Segmentation dataset records:
============================================================
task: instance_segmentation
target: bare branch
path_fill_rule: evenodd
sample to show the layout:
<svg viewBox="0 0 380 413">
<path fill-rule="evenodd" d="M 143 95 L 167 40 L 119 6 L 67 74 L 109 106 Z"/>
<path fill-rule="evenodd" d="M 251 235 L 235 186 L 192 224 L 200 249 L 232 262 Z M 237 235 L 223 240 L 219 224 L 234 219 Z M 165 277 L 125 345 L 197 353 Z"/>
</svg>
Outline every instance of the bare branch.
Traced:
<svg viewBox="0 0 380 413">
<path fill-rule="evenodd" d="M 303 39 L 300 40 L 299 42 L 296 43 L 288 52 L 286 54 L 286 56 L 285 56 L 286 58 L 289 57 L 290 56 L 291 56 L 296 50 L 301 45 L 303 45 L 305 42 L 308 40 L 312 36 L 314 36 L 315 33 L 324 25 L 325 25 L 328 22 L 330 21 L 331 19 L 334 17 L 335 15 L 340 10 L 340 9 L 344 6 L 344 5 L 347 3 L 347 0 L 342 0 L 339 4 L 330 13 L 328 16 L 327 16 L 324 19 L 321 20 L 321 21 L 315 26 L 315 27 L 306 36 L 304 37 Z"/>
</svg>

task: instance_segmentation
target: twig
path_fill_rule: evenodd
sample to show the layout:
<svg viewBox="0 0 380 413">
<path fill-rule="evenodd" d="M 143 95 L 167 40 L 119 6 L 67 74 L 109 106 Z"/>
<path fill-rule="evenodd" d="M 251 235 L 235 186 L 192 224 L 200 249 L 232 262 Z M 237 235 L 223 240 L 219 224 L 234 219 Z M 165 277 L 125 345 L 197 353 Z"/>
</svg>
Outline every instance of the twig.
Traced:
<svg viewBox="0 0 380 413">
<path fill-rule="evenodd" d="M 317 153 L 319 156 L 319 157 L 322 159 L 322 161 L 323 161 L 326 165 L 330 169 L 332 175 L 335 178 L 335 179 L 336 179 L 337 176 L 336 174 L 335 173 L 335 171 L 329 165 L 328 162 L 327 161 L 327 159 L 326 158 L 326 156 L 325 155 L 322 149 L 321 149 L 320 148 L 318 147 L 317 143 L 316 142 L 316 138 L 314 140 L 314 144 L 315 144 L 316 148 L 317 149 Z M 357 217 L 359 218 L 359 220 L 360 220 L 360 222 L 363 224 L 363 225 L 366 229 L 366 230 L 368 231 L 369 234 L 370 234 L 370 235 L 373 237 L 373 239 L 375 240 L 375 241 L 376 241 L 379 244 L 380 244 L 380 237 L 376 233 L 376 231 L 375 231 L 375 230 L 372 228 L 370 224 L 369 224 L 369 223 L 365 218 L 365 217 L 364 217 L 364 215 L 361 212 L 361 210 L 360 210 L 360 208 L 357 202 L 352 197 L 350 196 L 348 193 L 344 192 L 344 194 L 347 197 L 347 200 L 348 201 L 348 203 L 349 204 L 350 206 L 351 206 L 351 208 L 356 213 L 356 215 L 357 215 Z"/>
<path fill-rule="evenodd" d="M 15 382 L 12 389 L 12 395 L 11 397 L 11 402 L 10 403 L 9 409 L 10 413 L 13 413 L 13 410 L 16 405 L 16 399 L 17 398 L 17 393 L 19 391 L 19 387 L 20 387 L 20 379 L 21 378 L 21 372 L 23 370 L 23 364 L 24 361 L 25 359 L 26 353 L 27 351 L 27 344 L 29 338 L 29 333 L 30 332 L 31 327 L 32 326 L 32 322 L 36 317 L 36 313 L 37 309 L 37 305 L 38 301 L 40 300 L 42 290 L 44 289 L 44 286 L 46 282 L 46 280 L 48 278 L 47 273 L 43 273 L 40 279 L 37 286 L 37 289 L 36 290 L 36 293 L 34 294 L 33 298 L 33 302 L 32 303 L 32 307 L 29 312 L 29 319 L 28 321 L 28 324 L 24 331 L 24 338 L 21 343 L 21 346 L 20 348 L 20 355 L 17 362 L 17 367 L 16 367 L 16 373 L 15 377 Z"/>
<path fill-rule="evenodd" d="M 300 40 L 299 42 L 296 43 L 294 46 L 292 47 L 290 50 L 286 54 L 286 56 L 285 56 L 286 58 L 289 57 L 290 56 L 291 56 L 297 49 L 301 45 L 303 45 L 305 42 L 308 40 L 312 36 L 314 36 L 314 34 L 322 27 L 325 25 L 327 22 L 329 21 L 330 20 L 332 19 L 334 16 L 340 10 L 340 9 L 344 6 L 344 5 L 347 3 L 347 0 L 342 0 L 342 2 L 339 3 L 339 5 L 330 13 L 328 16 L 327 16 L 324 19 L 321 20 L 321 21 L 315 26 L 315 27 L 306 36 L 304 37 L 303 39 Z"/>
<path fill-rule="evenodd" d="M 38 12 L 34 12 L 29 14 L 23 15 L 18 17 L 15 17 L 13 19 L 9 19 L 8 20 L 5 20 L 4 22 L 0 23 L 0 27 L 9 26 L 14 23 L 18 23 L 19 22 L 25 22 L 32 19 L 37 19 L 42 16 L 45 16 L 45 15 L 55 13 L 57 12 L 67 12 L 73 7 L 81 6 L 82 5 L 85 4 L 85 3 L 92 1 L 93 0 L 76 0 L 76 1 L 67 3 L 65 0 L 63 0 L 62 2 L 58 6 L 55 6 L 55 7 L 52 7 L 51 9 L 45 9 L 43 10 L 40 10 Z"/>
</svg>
============================================================
Return the lines above exactly, keeping every word.

task: instance_segmentation
target: bare branch
path_fill_rule: evenodd
sample to show the layout:
<svg viewBox="0 0 380 413">
<path fill-rule="evenodd" d="M 143 95 L 167 40 L 119 6 L 67 74 L 109 106 Z"/>
<path fill-rule="evenodd" d="M 251 235 L 235 186 L 192 224 L 200 249 L 232 262 Z M 237 235 L 223 240 L 219 224 L 234 219 Z M 165 277 L 125 345 L 197 353 Z"/>
</svg>
Outline every instance of the bare branch.
Traced:
<svg viewBox="0 0 380 413">
<path fill-rule="evenodd" d="M 303 39 L 300 40 L 299 42 L 296 43 L 288 52 L 286 54 L 286 56 L 285 56 L 286 58 L 289 57 L 290 56 L 291 56 L 296 50 L 301 45 L 303 45 L 305 42 L 308 40 L 312 36 L 314 36 L 315 33 L 324 25 L 325 25 L 328 22 L 330 21 L 331 19 L 334 17 L 335 15 L 340 10 L 340 9 L 344 6 L 344 5 L 347 3 L 347 0 L 342 0 L 339 4 L 330 13 L 328 16 L 327 16 L 324 19 L 321 20 L 321 21 L 315 26 L 315 27 L 306 36 L 304 37 Z"/>
</svg>

task: instance_segmentation
target: twig
path_fill_rule: evenodd
sample to show the layout:
<svg viewBox="0 0 380 413">
<path fill-rule="evenodd" d="M 143 95 L 167 40 L 119 6 L 67 74 L 109 106 Z"/>
<path fill-rule="evenodd" d="M 251 235 L 235 186 L 192 224 L 200 249 L 232 262 Z M 237 235 L 223 240 L 219 224 L 234 219 Z M 165 277 L 125 345 L 197 353 Z"/>
</svg>
Outline every instance of the twig.
Traced:
<svg viewBox="0 0 380 413">
<path fill-rule="evenodd" d="M 317 153 L 319 156 L 319 157 L 322 159 L 322 161 L 323 161 L 326 165 L 330 169 L 332 175 L 335 178 L 335 179 L 336 179 L 337 176 L 336 174 L 335 173 L 335 171 L 329 165 L 328 162 L 327 161 L 327 159 L 326 158 L 326 156 L 325 155 L 322 149 L 321 149 L 320 148 L 318 147 L 317 143 L 316 142 L 316 138 L 314 140 L 314 144 L 315 144 L 316 148 L 317 149 Z M 357 217 L 359 218 L 359 220 L 360 220 L 360 222 L 363 224 L 363 225 L 366 229 L 366 230 L 368 231 L 369 234 L 370 234 L 370 235 L 373 237 L 373 239 L 375 240 L 375 241 L 376 241 L 379 244 L 380 244 L 380 237 L 376 233 L 376 231 L 375 231 L 375 230 L 372 228 L 370 224 L 369 224 L 369 223 L 365 218 L 365 217 L 364 217 L 364 215 L 361 212 L 361 210 L 360 210 L 360 208 L 357 202 L 352 197 L 350 196 L 348 193 L 344 192 L 344 194 L 347 197 L 347 200 L 348 201 L 348 203 L 349 204 L 350 206 L 351 206 L 351 208 L 356 213 L 356 215 L 357 215 Z"/>
<path fill-rule="evenodd" d="M 15 382 L 12 389 L 12 395 L 11 397 L 11 402 L 10 403 L 9 409 L 10 413 L 13 413 L 13 410 L 16 405 L 16 399 L 17 398 L 17 393 L 19 391 L 19 387 L 20 387 L 20 379 L 21 378 L 21 372 L 23 370 L 23 364 L 24 361 L 25 359 L 26 353 L 27 351 L 27 344 L 29 338 L 29 333 L 30 332 L 31 327 L 32 326 L 32 322 L 36 317 L 36 313 L 37 309 L 37 305 L 38 301 L 40 300 L 42 290 L 44 289 L 44 286 L 46 282 L 46 280 L 48 278 L 47 273 L 43 273 L 40 279 L 37 286 L 37 289 L 36 290 L 36 293 L 34 294 L 33 298 L 33 302 L 32 303 L 32 307 L 29 312 L 29 319 L 28 321 L 28 324 L 24 331 L 24 338 L 21 343 L 21 346 L 20 348 L 20 355 L 17 362 L 17 367 L 16 367 L 16 373 L 15 377 Z"/>
<path fill-rule="evenodd" d="M 300 40 L 299 42 L 296 43 L 294 46 L 292 47 L 290 50 L 286 54 L 286 56 L 285 56 L 286 58 L 289 57 L 290 56 L 291 56 L 297 49 L 301 45 L 303 45 L 305 42 L 308 40 L 312 36 L 314 36 L 314 34 L 322 27 L 325 25 L 327 22 L 329 21 L 330 20 L 332 19 L 334 16 L 340 10 L 340 9 L 344 6 L 344 5 L 347 3 L 347 0 L 342 0 L 342 2 L 339 3 L 339 5 L 330 13 L 328 16 L 327 16 L 324 19 L 321 20 L 321 21 L 315 26 L 315 27 L 306 36 L 304 37 L 303 39 Z"/>
<path fill-rule="evenodd" d="M 38 12 L 34 12 L 29 14 L 23 15 L 18 17 L 15 17 L 13 19 L 9 19 L 8 20 L 5 20 L 4 22 L 0 23 L 0 27 L 9 26 L 14 23 L 18 23 L 19 22 L 25 22 L 32 19 L 37 19 L 42 16 L 45 16 L 45 15 L 55 13 L 57 12 L 67 12 L 73 7 L 81 6 L 82 5 L 85 4 L 85 3 L 92 1 L 93 0 L 76 0 L 76 1 L 67 3 L 65 0 L 63 0 L 62 2 L 58 6 L 55 6 L 55 7 L 52 7 L 51 9 L 45 9 L 43 10 L 40 10 Z"/>
</svg>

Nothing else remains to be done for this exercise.